[SOURCE RECORDS start]

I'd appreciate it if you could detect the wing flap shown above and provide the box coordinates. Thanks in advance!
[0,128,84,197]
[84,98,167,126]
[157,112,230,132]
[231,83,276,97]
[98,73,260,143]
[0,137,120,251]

[SOURCE RECORDS end]

**PROBLEM DETAILS**
Convert the items into a two-column CSV with the header columns "prompt" and "target", with one row for each item. Place each item's text under "prompt" and its answer under "target", enclosing each field in double quotation marks and replacing any line breaks with spaces.

**SOLUTION TO THE EXERCISE**
prompt,target
"I'd appreciate it if you could detect the wing flap shown above and provide the box coordinates. Thanks in advance!","[0,128,84,197] [84,98,167,126] [157,112,230,132] [231,83,276,97] [98,73,260,143] [0,137,120,251]"